Exercise directions:
Update the material below by changing every "Analyze" to "Examine" and keeping everything else as it is.
-.-.-
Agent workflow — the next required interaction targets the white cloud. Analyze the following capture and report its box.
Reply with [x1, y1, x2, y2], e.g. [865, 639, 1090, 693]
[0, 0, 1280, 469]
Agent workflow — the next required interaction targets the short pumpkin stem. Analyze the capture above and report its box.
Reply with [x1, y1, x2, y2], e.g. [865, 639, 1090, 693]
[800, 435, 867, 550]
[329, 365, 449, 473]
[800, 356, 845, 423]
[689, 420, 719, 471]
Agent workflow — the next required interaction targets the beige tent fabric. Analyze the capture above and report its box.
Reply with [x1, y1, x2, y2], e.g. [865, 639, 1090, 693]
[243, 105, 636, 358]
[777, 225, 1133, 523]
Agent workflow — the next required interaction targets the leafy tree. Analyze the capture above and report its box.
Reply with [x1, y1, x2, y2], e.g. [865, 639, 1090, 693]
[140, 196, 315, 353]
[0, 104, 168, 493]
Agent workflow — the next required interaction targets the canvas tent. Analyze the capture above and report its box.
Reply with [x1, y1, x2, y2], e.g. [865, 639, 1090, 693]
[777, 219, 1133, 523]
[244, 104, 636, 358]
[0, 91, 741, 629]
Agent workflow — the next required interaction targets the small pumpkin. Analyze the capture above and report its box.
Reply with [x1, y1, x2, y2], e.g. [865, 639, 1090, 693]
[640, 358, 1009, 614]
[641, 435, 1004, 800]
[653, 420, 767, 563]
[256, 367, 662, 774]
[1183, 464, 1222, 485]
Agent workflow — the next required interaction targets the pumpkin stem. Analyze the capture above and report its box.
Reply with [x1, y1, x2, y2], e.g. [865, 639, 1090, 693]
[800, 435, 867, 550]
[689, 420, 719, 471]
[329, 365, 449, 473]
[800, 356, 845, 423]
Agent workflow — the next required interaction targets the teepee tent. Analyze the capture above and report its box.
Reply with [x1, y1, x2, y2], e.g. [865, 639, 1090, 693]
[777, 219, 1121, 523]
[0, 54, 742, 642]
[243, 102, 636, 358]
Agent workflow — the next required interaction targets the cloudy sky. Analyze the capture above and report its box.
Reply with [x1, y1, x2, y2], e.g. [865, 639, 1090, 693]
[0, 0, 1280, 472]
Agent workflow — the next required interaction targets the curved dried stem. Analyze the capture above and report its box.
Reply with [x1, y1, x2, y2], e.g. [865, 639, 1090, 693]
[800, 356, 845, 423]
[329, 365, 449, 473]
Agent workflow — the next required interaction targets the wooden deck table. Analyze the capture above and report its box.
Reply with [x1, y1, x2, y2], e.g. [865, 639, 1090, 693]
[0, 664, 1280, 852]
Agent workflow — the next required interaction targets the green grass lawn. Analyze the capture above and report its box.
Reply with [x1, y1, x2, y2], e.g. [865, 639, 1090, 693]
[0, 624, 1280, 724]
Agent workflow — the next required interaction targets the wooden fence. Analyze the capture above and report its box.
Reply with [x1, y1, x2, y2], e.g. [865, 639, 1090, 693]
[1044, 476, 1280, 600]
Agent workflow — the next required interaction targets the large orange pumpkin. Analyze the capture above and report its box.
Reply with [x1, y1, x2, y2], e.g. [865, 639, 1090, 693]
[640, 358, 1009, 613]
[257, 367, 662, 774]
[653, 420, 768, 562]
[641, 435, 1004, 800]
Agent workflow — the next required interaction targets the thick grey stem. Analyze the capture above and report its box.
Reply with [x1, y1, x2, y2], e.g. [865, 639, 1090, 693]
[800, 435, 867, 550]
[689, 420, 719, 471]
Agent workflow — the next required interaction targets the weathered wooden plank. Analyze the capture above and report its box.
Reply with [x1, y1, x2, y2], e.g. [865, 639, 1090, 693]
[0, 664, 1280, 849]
-.-.-
Complete answer:
Agent workflow — the next required interaction targets the white cloud. Examine the following capture and report its box.
Reply with [x1, y1, x2, y2], e.g. [865, 639, 1090, 693]
[0, 0, 1280, 469]
Agent workflow — the next required interaction targets the short pumpkin stem. Examine the capture above and report its box.
Reply with [x1, y1, x2, y2], e.g. [865, 639, 1090, 693]
[800, 435, 867, 550]
[329, 365, 449, 473]
[800, 356, 845, 423]
[689, 420, 719, 471]
Agent workflow — the next required interaction targets the beige tent fabric. Examine the capture above and report its box.
Reply with [x1, y1, x2, y2], e.g. [865, 639, 1090, 693]
[243, 105, 636, 358]
[777, 225, 1133, 523]
Agent workflow — the next required interaction targets the leafy tree. Examine the capture above and report its box.
Reply with [x1, y1, x2, y2], e.g. [865, 639, 1090, 693]
[140, 196, 315, 353]
[0, 104, 168, 493]
Agent workflow — the next required interaction targets the canvas tent. Examine the capture above and report its box.
Reply with [x1, y1, x2, y2], e.g. [865, 639, 1090, 693]
[777, 219, 1133, 523]
[244, 104, 636, 358]
[0, 91, 741, 629]
Agent workflow — the next required interaction targets the small pumpkin. Examine the capture above and report its box.
Reply with [x1, y1, x2, y2], e.g. [865, 639, 1090, 693]
[640, 358, 1009, 614]
[641, 435, 1004, 800]
[653, 420, 767, 563]
[256, 367, 662, 774]
[1183, 464, 1222, 485]
Agent workflow — the next required interaction targets the pumpkin stem. Examine the capture above and report its box.
Reply with [x1, y1, x2, y2], e.g. [865, 639, 1090, 693]
[800, 435, 867, 550]
[689, 420, 719, 471]
[329, 365, 449, 473]
[800, 356, 845, 423]
Agent workflow — the next required interaction targets the teepee tent. Examine the capture above and report its box.
Reply with [x1, y1, x2, y2], e.g. [865, 639, 1090, 693]
[777, 219, 1121, 523]
[0, 54, 742, 642]
[243, 102, 636, 358]
Agent workflow — the next required interaction targets the cloudy sky. Examine the capture above and report its box.
Reply with [x1, y1, x2, y2], e.g. [865, 639, 1090, 693]
[0, 0, 1280, 472]
Agent workflow — the next required interaction targets the curved dried stem. Examine the capture above and report its box.
Reply with [x1, y1, x2, y2], e.g. [865, 639, 1090, 693]
[800, 356, 845, 423]
[329, 365, 449, 473]
Agent workflow — the next required interaction targets the wooden deck table. Examine the capture above and report its box.
Reply with [x1, y1, x2, y2], e.g. [865, 639, 1090, 693]
[0, 664, 1280, 852]
Agent workflow — the next required interaction targets the green grass lawn. Examine the capture above and report its box.
Reply with [x1, y1, x2, y2], e.g. [865, 639, 1090, 693]
[0, 624, 1280, 724]
Agent workflow — the next required interaction targets the wooden fence. Examine the capture above and report its box.
Reply with [x1, y1, x2, y2], e.g. [865, 639, 1090, 693]
[1044, 476, 1280, 600]
Agent workflow — the next required interaction targets the large orange pumpkin. Examine the capture above and report its box.
Reply with [x1, y1, x2, y2], e.g. [865, 639, 1090, 693]
[640, 358, 1009, 613]
[257, 367, 662, 774]
[653, 420, 768, 562]
[641, 435, 1004, 800]
Agent workflow — the next required interaction targets the thick grey stem. Examine the capture above and report its box.
Reply with [x1, y1, x2, y2], e.g. [865, 639, 1090, 693]
[800, 435, 867, 550]
[689, 420, 719, 471]
Agent workflow — the next required interaction targets the weathered wooden plank. Examine the capture above and report its box.
Reply with [x1, y1, x2, y2], e.g. [865, 639, 1090, 693]
[0, 664, 1280, 849]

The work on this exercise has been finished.